=== Seção do documento ===
★ ★ ★ ★ ★
Déspota esteve a frente da Líbia por mais de 40 anos, era um seguidor do pan-arabismo e teve seu governo marcado por casos de violência e nepotismo. Sua captura e morte, em 2011, ainda hoje, geram polêmicas. Quem matou Kadafi?
Fabio Previdelli Publicado em 21/10/2020, às 10h58
Em 1969, Muammar Kadafi chegou ao poder na Líbia após uma revolução nacionalista, que invadiu a cidade de Trípoli e obrigou o rei Idris I a renunciar. Com a patente de coronel, Kadafi começou uma série de mudanças no país, que foram desde a proibição de bebidas alcóolicas e jogos de azar, até a expulsão de americanos e ingleses de bases militares no país.
★ ★ ★ ★ ★
=== Trechos dos dados ===
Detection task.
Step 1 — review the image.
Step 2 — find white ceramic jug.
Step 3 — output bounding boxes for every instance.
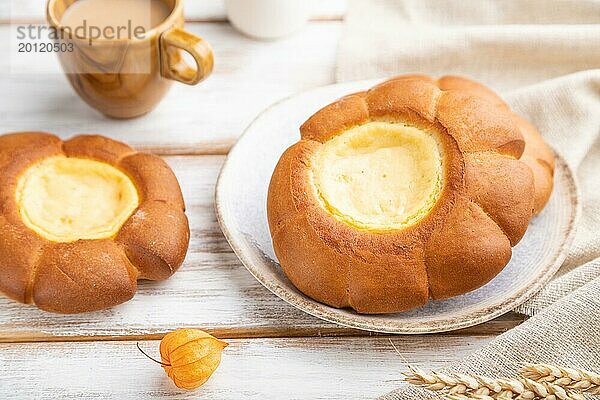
[225,0,314,39]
★ ★ ★ ★ ★
Segundo a seção do documento sobre Kadafi, qual rei foi obrigado a renunciar quando ele chegou ao poder na Líbia?

O rei Idris I.